Provided passage:
######

GitHub hit by DDoS attack - theyeti
http://status.github.com/
======
dengnan
This is an article [0] summarizes what happened. It is however in Chinese. So
let me put a simple summary here:

Baidu has Baidu Analytics, a service similar to Google Analytics. In short, a
website includes a javascript file from Baidu and Baidu will report some basic
analytics to the site manager like how many visitors per day, how much time
they spent on average per page etc.

Someone in the middle between a client outside China and Baidu, allegedly it
should be the Great Fire Wall, changed the javascript file from Baidu and
added some code so that any client executing the javascript file will
periodically access
[https://github.com/greatfire/](https://github.com/greatfire/) and
[https://github.com/cn-nytimes/](https://github.com/cn-nytimes/). This means
any user who is accessing a site using Baidu Analytics will be an attacker to
github.

Here is a simple solution: Block any javascript from Baidu if you do not use
it. For chrome users, add the pattern [*.]baidu.com. See here[1].

Edit 1: Added a solution.

Edit 2: Format.

######

Listed entries:
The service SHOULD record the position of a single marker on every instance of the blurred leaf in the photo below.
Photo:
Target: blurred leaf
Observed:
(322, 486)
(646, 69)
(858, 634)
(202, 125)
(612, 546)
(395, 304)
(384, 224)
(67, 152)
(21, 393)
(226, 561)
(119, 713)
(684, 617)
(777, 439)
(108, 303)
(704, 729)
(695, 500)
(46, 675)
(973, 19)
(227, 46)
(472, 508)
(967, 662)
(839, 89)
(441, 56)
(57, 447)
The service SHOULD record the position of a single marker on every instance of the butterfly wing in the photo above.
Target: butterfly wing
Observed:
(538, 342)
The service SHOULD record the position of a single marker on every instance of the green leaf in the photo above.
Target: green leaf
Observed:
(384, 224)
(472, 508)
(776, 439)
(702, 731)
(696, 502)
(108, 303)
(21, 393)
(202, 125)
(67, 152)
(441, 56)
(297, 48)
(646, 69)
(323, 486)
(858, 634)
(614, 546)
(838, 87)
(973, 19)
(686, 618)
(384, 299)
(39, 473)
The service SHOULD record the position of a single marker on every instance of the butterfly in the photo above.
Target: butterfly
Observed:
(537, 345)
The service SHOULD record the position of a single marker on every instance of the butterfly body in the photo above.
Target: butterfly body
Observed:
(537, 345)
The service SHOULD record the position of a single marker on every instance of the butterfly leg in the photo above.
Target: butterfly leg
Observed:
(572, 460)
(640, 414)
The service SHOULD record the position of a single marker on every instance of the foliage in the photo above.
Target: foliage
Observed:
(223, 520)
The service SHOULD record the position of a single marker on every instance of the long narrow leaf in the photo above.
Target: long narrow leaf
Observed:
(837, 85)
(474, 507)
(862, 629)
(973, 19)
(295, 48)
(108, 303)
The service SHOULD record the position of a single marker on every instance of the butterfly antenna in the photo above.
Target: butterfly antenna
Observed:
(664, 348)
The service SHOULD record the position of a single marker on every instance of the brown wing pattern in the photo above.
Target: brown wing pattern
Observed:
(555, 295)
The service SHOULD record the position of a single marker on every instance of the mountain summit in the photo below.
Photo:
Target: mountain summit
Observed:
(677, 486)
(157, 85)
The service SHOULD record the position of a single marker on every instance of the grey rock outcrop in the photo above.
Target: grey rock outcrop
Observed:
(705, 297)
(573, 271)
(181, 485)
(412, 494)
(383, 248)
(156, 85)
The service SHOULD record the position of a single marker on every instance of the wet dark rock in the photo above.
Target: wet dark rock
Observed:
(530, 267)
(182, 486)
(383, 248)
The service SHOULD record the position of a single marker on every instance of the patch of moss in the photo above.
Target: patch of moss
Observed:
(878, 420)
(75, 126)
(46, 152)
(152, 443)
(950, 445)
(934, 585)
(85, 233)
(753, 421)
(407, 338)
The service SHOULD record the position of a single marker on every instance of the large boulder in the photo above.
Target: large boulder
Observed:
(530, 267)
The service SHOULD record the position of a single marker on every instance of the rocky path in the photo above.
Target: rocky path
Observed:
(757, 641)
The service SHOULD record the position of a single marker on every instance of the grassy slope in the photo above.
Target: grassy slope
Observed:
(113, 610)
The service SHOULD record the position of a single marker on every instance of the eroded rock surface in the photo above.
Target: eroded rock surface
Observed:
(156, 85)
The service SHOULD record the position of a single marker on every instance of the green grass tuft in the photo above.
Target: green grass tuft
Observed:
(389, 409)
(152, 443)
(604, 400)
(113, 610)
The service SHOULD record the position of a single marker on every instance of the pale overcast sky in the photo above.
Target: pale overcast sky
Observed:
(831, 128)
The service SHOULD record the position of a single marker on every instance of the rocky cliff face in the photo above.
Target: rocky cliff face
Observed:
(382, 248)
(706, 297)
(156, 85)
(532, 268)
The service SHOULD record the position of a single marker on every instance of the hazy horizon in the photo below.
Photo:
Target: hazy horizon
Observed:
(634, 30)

######

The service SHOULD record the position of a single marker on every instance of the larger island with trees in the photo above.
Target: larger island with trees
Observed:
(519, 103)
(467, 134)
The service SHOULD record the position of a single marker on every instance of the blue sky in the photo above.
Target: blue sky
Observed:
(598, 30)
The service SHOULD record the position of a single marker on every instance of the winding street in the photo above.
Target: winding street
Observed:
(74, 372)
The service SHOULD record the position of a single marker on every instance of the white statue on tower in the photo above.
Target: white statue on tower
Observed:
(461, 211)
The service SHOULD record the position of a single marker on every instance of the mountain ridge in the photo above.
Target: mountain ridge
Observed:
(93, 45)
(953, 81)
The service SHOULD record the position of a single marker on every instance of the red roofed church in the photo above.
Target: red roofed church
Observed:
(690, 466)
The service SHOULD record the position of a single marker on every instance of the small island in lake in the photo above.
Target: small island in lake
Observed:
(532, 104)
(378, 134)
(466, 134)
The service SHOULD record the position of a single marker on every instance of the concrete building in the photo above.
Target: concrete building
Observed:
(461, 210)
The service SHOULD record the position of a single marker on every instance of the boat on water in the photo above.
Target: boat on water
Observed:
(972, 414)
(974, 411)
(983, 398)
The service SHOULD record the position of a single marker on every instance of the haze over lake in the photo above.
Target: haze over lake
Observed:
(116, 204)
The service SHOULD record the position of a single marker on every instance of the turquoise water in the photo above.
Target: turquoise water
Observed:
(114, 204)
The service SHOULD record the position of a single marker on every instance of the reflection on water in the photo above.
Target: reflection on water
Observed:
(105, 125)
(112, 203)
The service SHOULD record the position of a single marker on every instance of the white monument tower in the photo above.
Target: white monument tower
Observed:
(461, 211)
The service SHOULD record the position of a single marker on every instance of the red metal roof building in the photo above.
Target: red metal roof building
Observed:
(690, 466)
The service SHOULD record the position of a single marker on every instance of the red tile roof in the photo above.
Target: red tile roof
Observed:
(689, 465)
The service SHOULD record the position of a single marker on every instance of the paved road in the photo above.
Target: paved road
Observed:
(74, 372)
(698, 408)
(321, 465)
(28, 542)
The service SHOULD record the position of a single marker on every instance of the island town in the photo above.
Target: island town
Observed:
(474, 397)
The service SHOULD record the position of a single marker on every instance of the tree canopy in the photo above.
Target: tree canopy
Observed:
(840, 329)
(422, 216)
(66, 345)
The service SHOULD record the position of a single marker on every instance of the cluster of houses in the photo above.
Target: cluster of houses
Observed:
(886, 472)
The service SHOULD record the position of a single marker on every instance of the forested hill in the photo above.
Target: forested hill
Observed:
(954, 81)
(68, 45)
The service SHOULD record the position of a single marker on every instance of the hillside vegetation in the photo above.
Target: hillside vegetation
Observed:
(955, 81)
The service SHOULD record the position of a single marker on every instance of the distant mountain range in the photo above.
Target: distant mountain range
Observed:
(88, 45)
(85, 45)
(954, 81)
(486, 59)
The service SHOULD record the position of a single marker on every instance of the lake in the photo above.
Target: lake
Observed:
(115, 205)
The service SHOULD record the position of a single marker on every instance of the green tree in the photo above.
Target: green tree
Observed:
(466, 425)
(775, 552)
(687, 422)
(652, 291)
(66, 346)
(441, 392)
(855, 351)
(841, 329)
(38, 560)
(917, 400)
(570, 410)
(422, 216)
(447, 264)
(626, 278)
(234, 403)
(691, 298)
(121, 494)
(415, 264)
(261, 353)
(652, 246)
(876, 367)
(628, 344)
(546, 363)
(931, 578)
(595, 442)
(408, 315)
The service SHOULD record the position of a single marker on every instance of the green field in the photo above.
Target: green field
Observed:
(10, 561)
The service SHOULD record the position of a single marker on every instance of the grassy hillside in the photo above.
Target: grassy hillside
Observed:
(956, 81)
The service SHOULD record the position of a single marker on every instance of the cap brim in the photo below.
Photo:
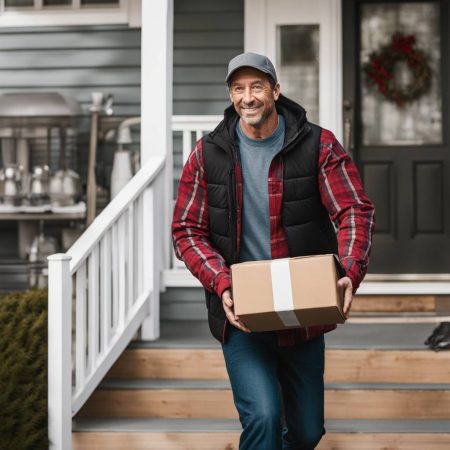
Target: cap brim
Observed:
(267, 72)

######

Work to do:
**A)** From the GitHub DDoS thread, reproduce word for word the stretch from "Someone in the" through "Added a solution.".
**B)** According to the GitHub DDoS thread, why does anyone visiting a site that uses Baidu Analytics end up attacking GitHub? Answer in one to three sentences.
**C)** Please continue the GitHub DDoS thread from the point where it stops.
The records aren't needed for any of this.

Answer set:
**A)**
Someone in the middle between a client outside China and Baidu, allegedly it
should be the Great Fire Wall, changed the javascript file from Baidu and
added some code so that any client executing the javascript file will
periodically access
[https://github.com/greatfire/](https://github.com/greatfire/) and
[https://github.com/cn-nytimes/](https://github.com/cn-nytimes/). This means
any user who is accessing a site using Baidu Analytics will be an attacker to
github.

Here is a simple solution: Block any javascript from Baidu if you do not use
it. For chrome users, add the pattern [*.]baidu.com. See here[1].

Edit 1: Added a solution.

**B)** Such sites include a javascript file from Baidu. Someone in the middle, allegedly the Great Fire Wall, changed that file and added code. Any client running it then periodically accesses https://github.com/greatfire/ and https://github.com/cn-nytimes/.

**C)**
Edit 3: Oh, it's not only Baidu Analytics. Baidu Ads' javascript is also being
hijacked and changed [2]. Imagine that all sites containing Google Ads use
their visitors as attackers to attack github. Now it is literally what is
happening to Baidu and its customers (and their customers' visitors.) The
javascript is only changed for visitors outside China. This is why people
believe that is done by Chinese government --- the only entity who has total
access to all out-going routers in China. Since many Chinese users use VPN or
other types of proxy to access Internet, they are all considered as visitors
outside China.

0\. [http://drops.wooyun.org/papers/5398](http://drops.wooyun.org/papers/5398)

1\. [http://www.howtogeek.com/tips/how-to-block-javascript-and-
ad...](http://www.howtogeek.com/tips/how-to-block-javascript-and-ads-for-a-
single-site-in-chrome/)

2\.
[http://www.solidot.org/story?sid=43489](http://www.solidot.org/story?sid=43489)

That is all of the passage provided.